Task details:
Render every line of the data below as a JSON list of strings, with one string per line and no blank lines.

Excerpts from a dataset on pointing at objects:
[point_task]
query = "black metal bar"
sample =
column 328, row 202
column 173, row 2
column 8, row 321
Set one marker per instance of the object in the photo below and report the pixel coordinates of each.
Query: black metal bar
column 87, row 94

Answer to this problem:
[
  "[point_task]",
  "query = \"black metal bar\"",
  "sample =",
  "column 328, row 202",
  "column 173, row 2",
  "column 8, row 321",
  "Set one marker per instance of the object in the photo below and report the pixel coordinates of each.",
  "Query: black metal bar",
  "column 87, row 94"
]